Task inputs:
+-------+

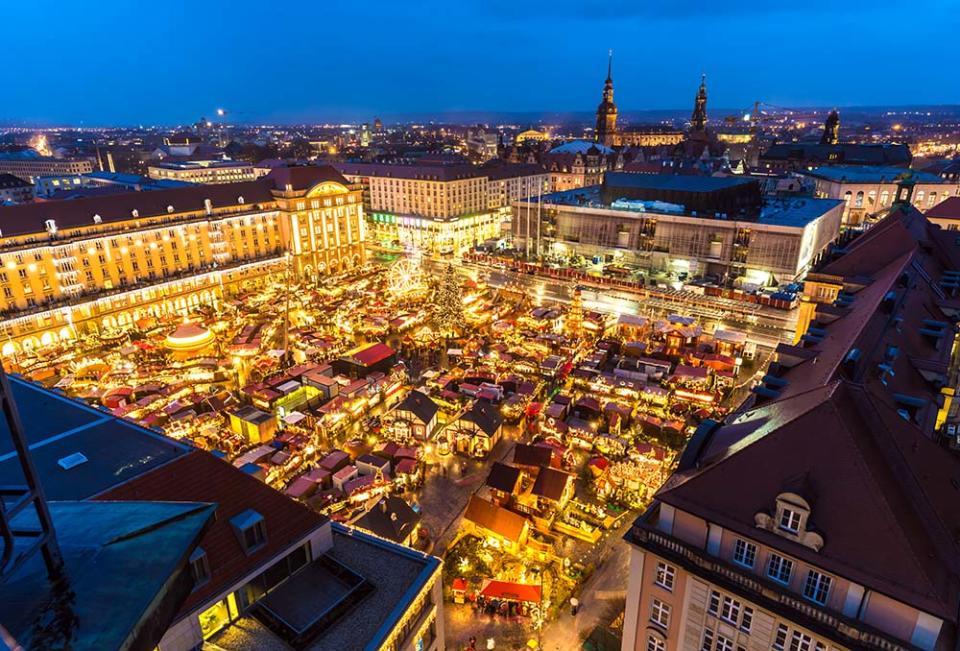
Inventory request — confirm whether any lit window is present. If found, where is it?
[655,561,676,591]
[767,554,793,583]
[650,599,670,628]
[720,597,740,624]
[790,631,813,651]
[773,624,788,651]
[780,509,803,533]
[803,570,831,604]
[714,635,733,651]
[700,628,713,651]
[230,509,267,556]
[733,538,757,567]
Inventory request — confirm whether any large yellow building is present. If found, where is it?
[0,167,364,355]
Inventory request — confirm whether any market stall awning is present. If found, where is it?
[480,581,540,603]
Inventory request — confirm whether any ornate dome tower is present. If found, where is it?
[595,50,617,147]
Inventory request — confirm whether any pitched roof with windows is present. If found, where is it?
[97,450,327,614]
[644,207,960,622]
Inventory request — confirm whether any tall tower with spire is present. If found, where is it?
[594,50,617,147]
[820,109,840,145]
[690,75,707,131]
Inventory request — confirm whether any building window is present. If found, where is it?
[655,561,676,592]
[803,570,831,604]
[714,634,733,651]
[790,631,813,651]
[190,547,210,589]
[707,590,720,616]
[700,628,713,651]
[230,509,267,556]
[650,599,670,628]
[780,509,803,533]
[773,624,789,651]
[767,554,793,583]
[720,597,740,625]
[733,538,757,568]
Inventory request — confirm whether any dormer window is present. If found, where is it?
[754,493,823,551]
[190,547,210,589]
[780,508,803,533]
[230,509,267,556]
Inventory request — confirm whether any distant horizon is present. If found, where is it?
[0,103,960,129]
[0,0,960,128]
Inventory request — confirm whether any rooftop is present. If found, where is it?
[0,502,214,651]
[0,377,188,501]
[542,183,842,228]
[803,165,948,185]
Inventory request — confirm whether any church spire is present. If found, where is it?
[594,50,617,147]
[820,109,840,145]
[690,74,707,131]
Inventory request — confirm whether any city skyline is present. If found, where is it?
[7,1,960,126]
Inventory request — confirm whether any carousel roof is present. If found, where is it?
[164,322,213,351]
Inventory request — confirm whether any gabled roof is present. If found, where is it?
[485,461,520,493]
[657,381,960,621]
[97,450,327,614]
[513,443,553,466]
[396,391,440,423]
[0,179,274,236]
[463,495,527,542]
[533,468,573,502]
[354,495,422,543]
[266,165,350,190]
[460,400,503,436]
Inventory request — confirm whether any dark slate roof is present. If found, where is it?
[396,391,440,424]
[0,179,274,236]
[486,461,520,493]
[604,172,756,192]
[266,165,349,190]
[533,468,572,502]
[0,502,214,651]
[760,142,913,167]
[513,443,553,466]
[460,400,503,436]
[354,495,422,543]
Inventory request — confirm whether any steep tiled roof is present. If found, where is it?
[98,450,326,614]
[0,179,274,236]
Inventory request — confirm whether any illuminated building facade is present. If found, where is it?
[0,152,93,183]
[0,167,364,356]
[147,160,257,185]
[800,165,960,226]
[513,172,842,285]
[337,163,549,254]
[622,202,960,651]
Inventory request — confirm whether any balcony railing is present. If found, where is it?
[630,522,920,651]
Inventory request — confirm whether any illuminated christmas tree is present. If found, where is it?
[433,264,463,336]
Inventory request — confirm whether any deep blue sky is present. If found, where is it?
[0,0,960,125]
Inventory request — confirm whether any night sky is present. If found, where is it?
[7,0,960,126]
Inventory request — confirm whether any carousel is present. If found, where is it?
[163,321,214,356]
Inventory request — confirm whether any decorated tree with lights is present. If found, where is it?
[433,264,463,337]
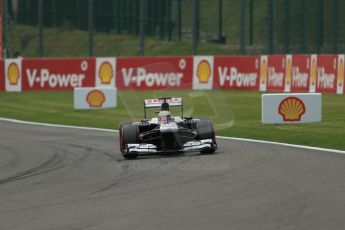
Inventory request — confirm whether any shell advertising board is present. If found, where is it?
[315,55,336,93]
[267,55,286,92]
[262,93,322,124]
[74,87,117,109]
[116,56,194,90]
[0,59,5,91]
[213,56,260,90]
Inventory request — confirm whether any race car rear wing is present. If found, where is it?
[144,97,183,119]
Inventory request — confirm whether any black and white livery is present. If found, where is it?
[119,97,217,159]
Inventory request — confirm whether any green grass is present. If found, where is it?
[0,90,345,150]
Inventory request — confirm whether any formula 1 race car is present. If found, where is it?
[119,97,217,159]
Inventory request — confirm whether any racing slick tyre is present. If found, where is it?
[196,119,217,154]
[120,123,139,159]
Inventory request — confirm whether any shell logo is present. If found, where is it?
[86,90,105,108]
[98,61,114,84]
[338,59,344,86]
[278,97,305,121]
[197,60,211,83]
[7,63,20,85]
[285,58,292,85]
[261,59,267,84]
[311,58,316,85]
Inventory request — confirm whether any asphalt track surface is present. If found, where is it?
[0,121,345,230]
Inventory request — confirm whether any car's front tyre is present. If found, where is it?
[119,123,139,159]
[196,119,217,154]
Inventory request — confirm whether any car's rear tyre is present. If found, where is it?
[196,119,217,154]
[120,123,139,159]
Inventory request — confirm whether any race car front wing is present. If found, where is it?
[126,139,217,155]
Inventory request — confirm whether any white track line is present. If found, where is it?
[0,117,345,154]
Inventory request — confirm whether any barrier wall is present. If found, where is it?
[0,54,345,94]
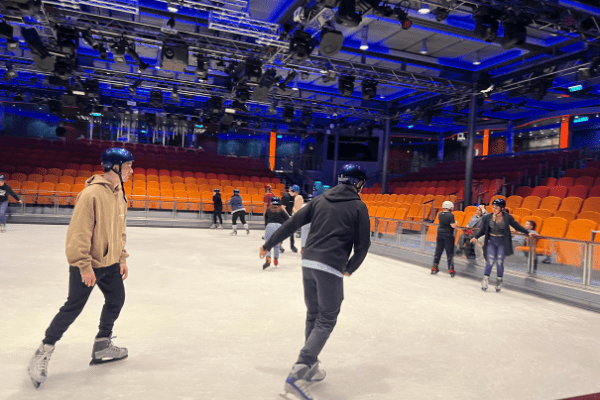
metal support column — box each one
[506,121,515,154]
[463,94,477,209]
[381,119,391,194]
[327,130,340,187]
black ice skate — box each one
[90,336,129,365]
[496,278,502,292]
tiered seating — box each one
[0,138,285,213]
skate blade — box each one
[90,354,129,365]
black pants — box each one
[44,263,125,344]
[433,234,454,268]
[213,208,223,225]
[231,210,246,225]
[297,268,344,365]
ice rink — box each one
[0,225,600,400]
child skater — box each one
[263,196,290,269]
[431,201,456,278]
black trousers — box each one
[44,263,125,345]
[231,211,246,225]
[213,208,223,225]
[296,268,344,365]
[433,234,454,268]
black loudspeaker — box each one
[319,28,344,57]
[56,126,67,137]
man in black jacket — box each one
[260,164,371,399]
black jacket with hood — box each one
[263,184,371,274]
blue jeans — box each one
[0,200,8,225]
[484,236,505,278]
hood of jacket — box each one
[323,184,360,203]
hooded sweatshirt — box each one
[66,175,129,274]
[263,184,371,274]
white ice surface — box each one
[0,225,600,400]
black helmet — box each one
[100,147,133,172]
[338,164,367,189]
[492,199,506,208]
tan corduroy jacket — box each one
[66,175,129,274]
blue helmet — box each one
[338,164,367,189]
[100,147,133,169]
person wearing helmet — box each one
[431,200,456,278]
[259,164,371,399]
[263,196,290,269]
[0,175,23,233]
[263,183,275,212]
[210,188,223,229]
[456,204,487,258]
[229,189,250,236]
[28,147,134,388]
[471,199,535,292]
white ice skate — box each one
[27,343,54,389]
[280,364,316,400]
[496,278,502,292]
[90,336,129,365]
[481,276,489,292]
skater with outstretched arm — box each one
[471,199,535,292]
[260,164,371,400]
[28,147,133,388]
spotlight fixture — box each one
[362,78,378,100]
[419,39,429,55]
[302,108,312,126]
[338,75,355,96]
[21,28,56,72]
[127,79,142,96]
[319,25,344,57]
[283,106,294,124]
[290,30,315,61]
[0,21,19,50]
[360,25,369,50]
[418,2,431,15]
[394,7,412,29]
[279,71,298,91]
[335,0,362,28]
[2,64,17,81]
[81,29,107,60]
[196,54,210,82]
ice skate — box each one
[496,278,502,292]
[90,336,129,365]
[281,364,315,400]
[448,265,456,278]
[263,257,271,270]
[27,343,54,389]
[481,276,489,292]
[306,361,327,383]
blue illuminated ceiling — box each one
[0,0,600,136]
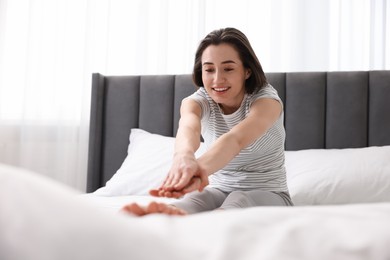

+-------+

Task: Please set out all of the rows above as a Markdown table with the columns Number and Line, skipping any blank lines. Leave the pictures out of your answer.

Written answer:
| Number | Line |
|---|---|
| 1 | Inventory request — confirm whether any lit window is present. If found, where is it? |
| 2 | [655,561,676,591] |
| 3 | [767,554,793,583] |
| 4 | [650,599,670,628] |
| 5 | [720,597,740,624] |
| 6 | [790,631,813,651] |
| 7 | [773,624,788,651] |
| 8 | [780,509,803,533] |
| 9 | [803,570,831,604] |
| 10 | [714,635,733,651] |
| 11 | [700,628,713,651] |
| 12 | [230,509,267,556] |
| 13 | [733,538,757,567] |
| 14 | Inventory request — confirm whether any large yellow building is present. If found, where is it? |
| 15 | [0,167,364,355] |
| 16 | Inventory request — confirm whether any market stall awning is present. If found, where is it? |
| 17 | [480,581,540,603] |
| 18 | Inventory request — confirm whether any ornate dome tower is present. If found, where is it? |
| 19 | [595,50,617,147] |
| 20 | Inventory request — confirm whether any pitched roof with windows is present. If found, where is it? |
| 21 | [97,450,327,614] |
| 22 | [644,207,960,622] |
| 23 | Inventory request — confirm whether any tall tower with spire is present. If found, where is it? |
| 24 | [594,50,617,147] |
| 25 | [820,109,840,145] |
| 26 | [690,75,707,131] |
| 27 | Inventory request — confirm whether any building window is present. If found, where is it? |
| 28 | [655,561,676,592] |
| 29 | [803,570,831,604] |
| 30 | [714,634,733,651] |
| 31 | [790,631,813,651] |
| 32 | [190,547,210,589] |
| 33 | [707,590,720,616] |
| 34 | [700,628,713,651] |
| 35 | [230,509,267,556] |
| 36 | [650,599,670,628] |
| 37 | [780,509,803,533] |
| 38 | [773,624,789,651] |
| 39 | [767,554,793,583] |
| 40 | [720,597,740,625] |
| 41 | [733,538,757,568] |
| 42 | Inventory request — confirm whether any dormer window is present. If found, where is it? |
| 43 | [754,493,823,551] |
| 44 | [190,547,210,589] |
| 45 | [780,508,803,533] |
| 46 | [230,509,267,556] |
| 47 | Inventory request — confirm whether any distant horizon is present. If found, where is it? |
| 48 | [0,103,960,129] |
| 49 | [0,0,960,128] |
| 50 | Inventory request — confirm whether any rooftop is present. If found, where is it? |
| 51 | [0,502,214,651] |
| 52 | [0,377,188,501] |
| 53 | [542,183,842,228] |
| 54 | [803,165,948,185] |
| 55 | Inventory request — confirm whether any church spire is present. If found, where is it? |
| 56 | [594,50,617,147] |
| 57 | [820,109,840,145] |
| 58 | [690,74,707,131] |
| 59 | Inventory request — confirm whether any city skyline is present. If found, where is it? |
| 60 | [7,1,960,126] |
| 61 | Inventory request — confirm whether any carousel roof is present. If found, where is it? |
| 62 | [164,322,213,351] |
| 63 | Inventory request — confirm whether any gabled roof is present. If found, where is it? |
| 64 | [485,461,520,493] |
| 65 | [657,381,960,621] |
| 66 | [97,450,327,614] |
| 67 | [513,443,553,466] |
| 68 | [396,391,440,423] |
| 69 | [0,179,274,236] |
| 70 | [463,495,527,542] |
| 71 | [533,468,573,502] |
| 72 | [354,495,422,543] |
| 73 | [266,165,350,190] |
| 74 | [460,400,503,436] |
| 75 | Inventory request — confirm whether any dark slate roof is present. If found, where is it? |
| 76 | [396,391,440,424] |
| 77 | [0,179,274,236] |
| 78 | [486,461,520,493] |
| 79 | [604,172,756,192] |
| 80 | [266,165,349,190] |
| 81 | [533,468,572,502] |
| 82 | [0,502,214,651] |
| 83 | [760,142,913,167] |
| 84 | [513,443,553,466] |
| 85 | [460,400,503,436] |
| 86 | [354,495,422,543] |
| 87 | Inventory request — confirm whether any steep tiled roof is present. If found, where is it? |
| 88 | [98,450,326,614] |
| 89 | [0,179,274,236] |
| 90 | Inventory request — confirm whether any illuminated building facade is present. If found, where is it? |
| 91 | [0,152,93,183] |
| 92 | [0,167,364,356] |
| 93 | [147,160,257,185] |
| 94 | [800,165,960,226] |
| 95 | [513,172,842,285] |
| 96 | [337,163,549,254] |
| 97 | [622,202,960,651] |
| 98 | Inventory request — confirm whether any balcony railing is present. If found, where is it? |
| 99 | [630,522,920,651] |
| 100 | Inventory request — confirm whether any illuminated christmas tree is present. If found, where is it? |
| 101 | [433,264,463,336] |
| 102 | Inventory request — confirm whether any deep blue sky is present. If found, where is it? |
| 103 | [0,0,960,125] |
| 104 | Inventory request — confirm whether any night sky is present. If found, where is it? |
| 105 | [7,0,960,126] |
| 106 | Inventory request — confirm whether any carousel is present. If found, where is it? |
| 107 | [163,321,214,356] |
| 108 | Inventory request — confirm whether any decorated tree with lights is present. If found, where is it? |
| 109 | [433,264,463,337] |
| 110 | Inventory request — confirm whether any shell advertising board is present. If found, where is it? |
| 111 | [315,55,336,93] |
| 112 | [267,55,286,92] |
| 113 | [262,93,322,124] |
| 114 | [74,87,117,109] |
| 115 | [116,56,194,90] |
| 116 | [0,59,5,91] |
| 117 | [213,56,260,90] |
| 118 | Inventory request — confirm whether any race car rear wing is present. If found, where is it? |
| 119 | [144,97,183,119] |
| 120 | Inventory request — confirm whether any black and white livery is present. If found, where is it? |
| 121 | [119,97,217,159] |
| 122 | Inventory request — confirm whether any green grass is present. If found, where is it? |
| 123 | [0,90,345,150] |
| 124 | Inventory request — confirm whether any formula 1 race car is present. If found, where is it? |
| 125 | [119,97,217,159] |
| 126 | Inventory request — confirm whether any racing slick tyre is present. If found, where is it? |
| 127 | [196,119,217,154] |
| 128 | [120,123,139,159] |
| 129 | Inventory request — confirm whether any shell logo is present. If found, where is it? |
| 130 | [86,90,105,108] |
| 131 | [98,61,114,84] |
| 132 | [338,59,344,86] |
| 133 | [278,97,305,121] |
| 134 | [197,60,211,83] |
| 135 | [7,63,20,85] |
| 136 | [285,58,292,85] |
| 137 | [261,59,267,84] |
| 138 | [311,58,316,85] |
| 139 | Inventory request — confirm whether any asphalt track surface is present. If found, where is it? |
| 140 | [0,121,345,230] |
| 141 | Inventory request — confirm whether any car's front tyre is present. If found, where is it? |
| 142 | [119,123,139,159] |
| 143 | [196,119,217,154] |
| 144 | Inventory request — confirm whether any car's rear tyre is present. If found, where is it? |
| 145 | [196,119,217,154] |
| 146 | [120,123,139,159] |
| 147 | Inventory request — confirm whether any race car front wing is present. If found, where is it? |
| 148 | [126,139,217,155] |
| 149 | Inventory request — confirm whether any white track line is present. If found, where is it? |
| 150 | [0,117,345,154] |
| 151 | Inventory request — confirm whether any barrier wall is present. If found, where is it? |
| 152 | [0,54,345,94] |
| 153 | metal support column — box each one |
| 154 | [506,121,515,154] |
| 155 | [463,94,477,209] |
| 156 | [381,119,391,194] |
| 157 | [327,130,340,187] |
| 158 | black ice skate — box each one |
| 159 | [90,336,129,365] |
| 160 | [496,278,502,292] |
| 161 | tiered seating — box each one |
| 162 | [0,138,285,213] |
| 163 | skate blade — box each one |
| 164 | [90,354,129,365] |
| 165 | black pants — box each one |
| 166 | [44,263,125,344] |
| 167 | [433,234,454,268] |
| 168 | [213,208,223,225] |
| 169 | [231,210,246,225] |
| 170 | [297,268,344,365] |
| 171 | ice rink — box each one |
| 172 | [0,225,600,400] |
| 173 | child skater — box each one |
| 174 | [263,196,290,269] |
| 175 | [431,201,456,278] |
| 176 | black trousers — box each one |
| 177 | [44,263,125,345] |
| 178 | [231,211,246,225] |
| 179 | [213,208,223,225] |
| 180 | [296,268,344,365] |
| 181 | [433,234,454,268] |
| 182 | black loudspeaker — box each one |
| 183 | [319,28,344,57] |
| 184 | [56,126,67,137] |
| 185 | man in black jacket — box each one |
| 186 | [260,164,371,399] |
| 187 | black jacket with hood — box each one |
| 188 | [263,184,371,274] |
| 189 | blue jeans — box each one |
| 190 | [0,200,8,225] |
| 191 | [484,236,505,278] |
| 192 | hood of jacket — box each one |
| 193 | [323,184,360,203] |
| 194 | hooded sweatshirt — box each one |
| 195 | [66,175,129,274] |
| 196 | [263,184,371,274] |
| 197 | white ice surface — box each one |
| 198 | [0,225,600,400] |
| 199 | black helmet — box each one |
| 200 | [100,147,133,172] |
| 201 | [338,164,367,189] |
| 202 | [492,199,506,208] |
| 203 | tan corduroy jacket — box each one |
| 204 | [66,175,129,274] |
| 205 | blue helmet — box each one |
| 206 | [338,164,367,189] |
| 207 | [100,147,133,169] |
| 208 | person wearing helmet — box each one |
| 209 | [431,200,456,278] |
| 210 | [259,164,371,399] |
| 211 | [263,196,290,269] |
| 212 | [0,175,23,233] |
| 213 | [263,183,275,212] |
| 214 | [210,188,223,229] |
| 215 | [456,204,487,258] |
| 216 | [229,189,250,236] |
| 217 | [28,147,134,388] |
| 218 | [471,199,535,292] |
| 219 | white ice skate — box each one |
| 220 | [27,343,54,389] |
| 221 | [280,364,316,400] |
| 222 | [496,278,502,292] |
| 223 | [90,336,129,365] |
| 224 | [481,276,489,292] |
| 225 | skater with outstretched arm — box each one |
| 226 | [471,199,535,292] |
| 227 | [260,164,371,400] |
| 228 | [28,147,133,388] |
| 229 | spotlight fixture — box each one |
| 230 | [362,78,378,100] |
| 231 | [419,39,429,55] |
| 232 | [302,108,312,126] |
| 233 | [338,75,355,96] |
| 234 | [21,28,56,72] |
| 235 | [127,79,142,96] |
| 236 | [319,25,344,57] |
| 237 | [283,106,294,124] |
| 238 | [290,30,315,61] |
| 239 | [0,21,19,50] |
| 240 | [360,25,369,50] |
| 241 | [418,2,431,15] |
| 242 | [394,7,412,29] |
| 243 | [279,71,298,91] |
| 244 | [335,0,362,28] |
| 245 | [2,64,17,81] |
| 246 | [81,29,107,60] |
| 247 | [196,54,210,82] |
| 248 | ice skate — box each one |
| 249 | [496,278,502,292] |
| 250 | [90,336,129,365] |
| 251 | [281,364,315,400] |
| 252 | [448,265,456,278] |
| 253 | [263,257,271,270] |
| 254 | [27,343,54,389] |
| 255 | [481,276,489,292] |
| 256 | [306,361,327,383] |
| 257 | blue illuminated ceiling — box each one |
| 258 | [0,0,600,136] |